Exercise directions. Can you render the records below as a two-column CSV with the headers record_text and answer, giving each record one row with its text and its answer, each enclosed in double quotes, and every line break turned into a space?

(Point annotation data)
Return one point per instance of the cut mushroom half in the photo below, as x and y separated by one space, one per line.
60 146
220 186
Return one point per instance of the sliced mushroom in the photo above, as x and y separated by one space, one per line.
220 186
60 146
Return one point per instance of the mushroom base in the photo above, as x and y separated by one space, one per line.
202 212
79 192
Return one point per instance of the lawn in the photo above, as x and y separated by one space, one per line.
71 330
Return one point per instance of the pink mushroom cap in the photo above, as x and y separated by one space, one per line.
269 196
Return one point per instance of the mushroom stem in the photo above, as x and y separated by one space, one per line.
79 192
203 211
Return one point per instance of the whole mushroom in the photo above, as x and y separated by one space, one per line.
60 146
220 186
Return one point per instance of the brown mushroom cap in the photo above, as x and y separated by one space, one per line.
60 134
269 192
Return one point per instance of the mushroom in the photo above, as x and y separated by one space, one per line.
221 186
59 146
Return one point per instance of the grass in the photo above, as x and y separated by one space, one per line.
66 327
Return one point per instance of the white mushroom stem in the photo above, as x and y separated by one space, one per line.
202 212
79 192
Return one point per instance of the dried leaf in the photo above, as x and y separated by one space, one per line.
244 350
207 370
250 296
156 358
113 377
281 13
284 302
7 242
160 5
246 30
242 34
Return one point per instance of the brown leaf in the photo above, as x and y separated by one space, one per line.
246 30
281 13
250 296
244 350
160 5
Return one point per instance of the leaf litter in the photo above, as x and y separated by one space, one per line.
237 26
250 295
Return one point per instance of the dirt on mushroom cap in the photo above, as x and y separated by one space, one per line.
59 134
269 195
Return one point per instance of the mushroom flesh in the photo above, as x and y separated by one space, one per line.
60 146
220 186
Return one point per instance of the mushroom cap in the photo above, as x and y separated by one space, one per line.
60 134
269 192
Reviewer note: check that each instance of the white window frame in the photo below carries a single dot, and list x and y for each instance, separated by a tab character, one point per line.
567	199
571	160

Result of this task.
record_text,answer
"Return one point per instance of the cut mushroom half in the photo below, as x and y separated by one space, one per line.","60 146 220 186"
"Return one point per instance of the sliced mushroom in the photo above, as x and y separated by one space, one per line.","220 186 60 146"
"Return one point per instance of the mushroom base in the photo above, as x and y separated by one space, one per line.","202 212 79 192"
"Return one point per instance of the lawn in the photo above, as x and y separated by one space, one per line.","71 330"
"Return one point per instance of the pink mushroom cap in the photo above, as x and y separated by one space, one per line.","269 196"
"Return one point per instance of the mushroom stem in the photo above, as x and y separated by one space, one per line.","79 192 203 211"
"Return one point per instance of the whole mushroom in the photo above, as x and y separated by one space, one per line.","60 146 220 186"
"Return one point per instance of the brown mushroom cap in the photo above, as x and y separated by one space, one per line.","60 134 269 192"
"Return one point per instance of the mushroom in the photo above, as x and y separated by one space, one per line.","221 186 59 146"
"Return one point per instance of the grass in the photo above, as x and y separated by one space, one per line.","66 327"
"Return one point per instance of the white mushroom stem in the photo above, as x and y separated by one space, one per line.","202 212 79 192"
"Return one point per instance of the dried leaf in the photo above, as x and y separated by one space, one per line.","244 350 207 370 250 296 156 358 113 377 281 13 284 302 7 242 160 5 246 30 242 34"
"Return one point per instance of the brown leaf in the photo above, as x and y separated by one space, one per line.","246 30 281 13 250 296 244 350 160 5"
"Return one point per instance of the leaf litter in the photo above, as x and y separated by one space, one per line.","237 26 250 295"
"Return one point per instance of the dirt on mushroom cap in the photo above, as x and y separated by one space, one per line.","59 134 269 195"
"Return one point per instance of the mushroom flesh in the photo above, as x and y separated by one space, one per line.","60 146 220 186"
"Return one point per instance of the mushroom cap in the photo above, as x and y separated by one space, one per line.","60 134 269 192"
"Reviewer note: check that each instance of the white window frame in the photo below carries a single dot, and list x and y for each instance, separated by a tab character, one point per line.","567	199 571	160"